---------- Data for processing ----------
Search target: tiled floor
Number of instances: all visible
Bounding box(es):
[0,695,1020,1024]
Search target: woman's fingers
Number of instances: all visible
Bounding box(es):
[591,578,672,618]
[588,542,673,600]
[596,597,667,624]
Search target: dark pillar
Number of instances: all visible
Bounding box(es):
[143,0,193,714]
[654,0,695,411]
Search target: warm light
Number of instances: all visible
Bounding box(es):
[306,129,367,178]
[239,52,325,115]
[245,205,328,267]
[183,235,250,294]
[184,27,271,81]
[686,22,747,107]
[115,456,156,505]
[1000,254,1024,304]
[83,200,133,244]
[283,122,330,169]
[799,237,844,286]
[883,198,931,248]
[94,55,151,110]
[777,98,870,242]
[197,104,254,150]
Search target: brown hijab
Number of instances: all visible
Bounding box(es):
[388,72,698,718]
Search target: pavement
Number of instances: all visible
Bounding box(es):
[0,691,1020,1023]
----------
---------- Data for processing ----------
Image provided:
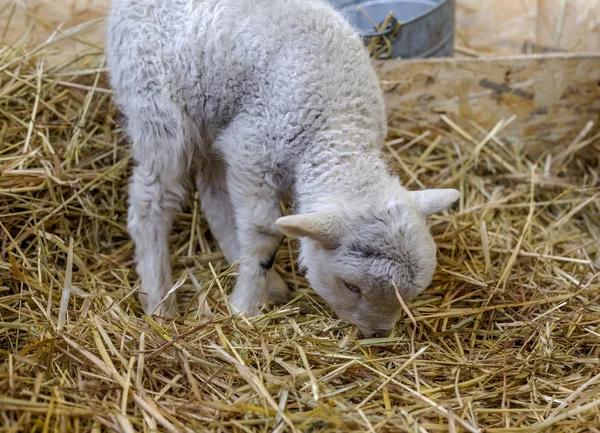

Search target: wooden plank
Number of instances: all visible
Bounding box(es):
----------
_Work to complete_
Gather all lines with the string "Search" from the data.

_Solved problem_
Search target: tiled floor
Search target: woman's fingers
Search target: dark pillar
Search target: warm light
Search target: brown hijab
Search target: pavement
Search target: wooden plank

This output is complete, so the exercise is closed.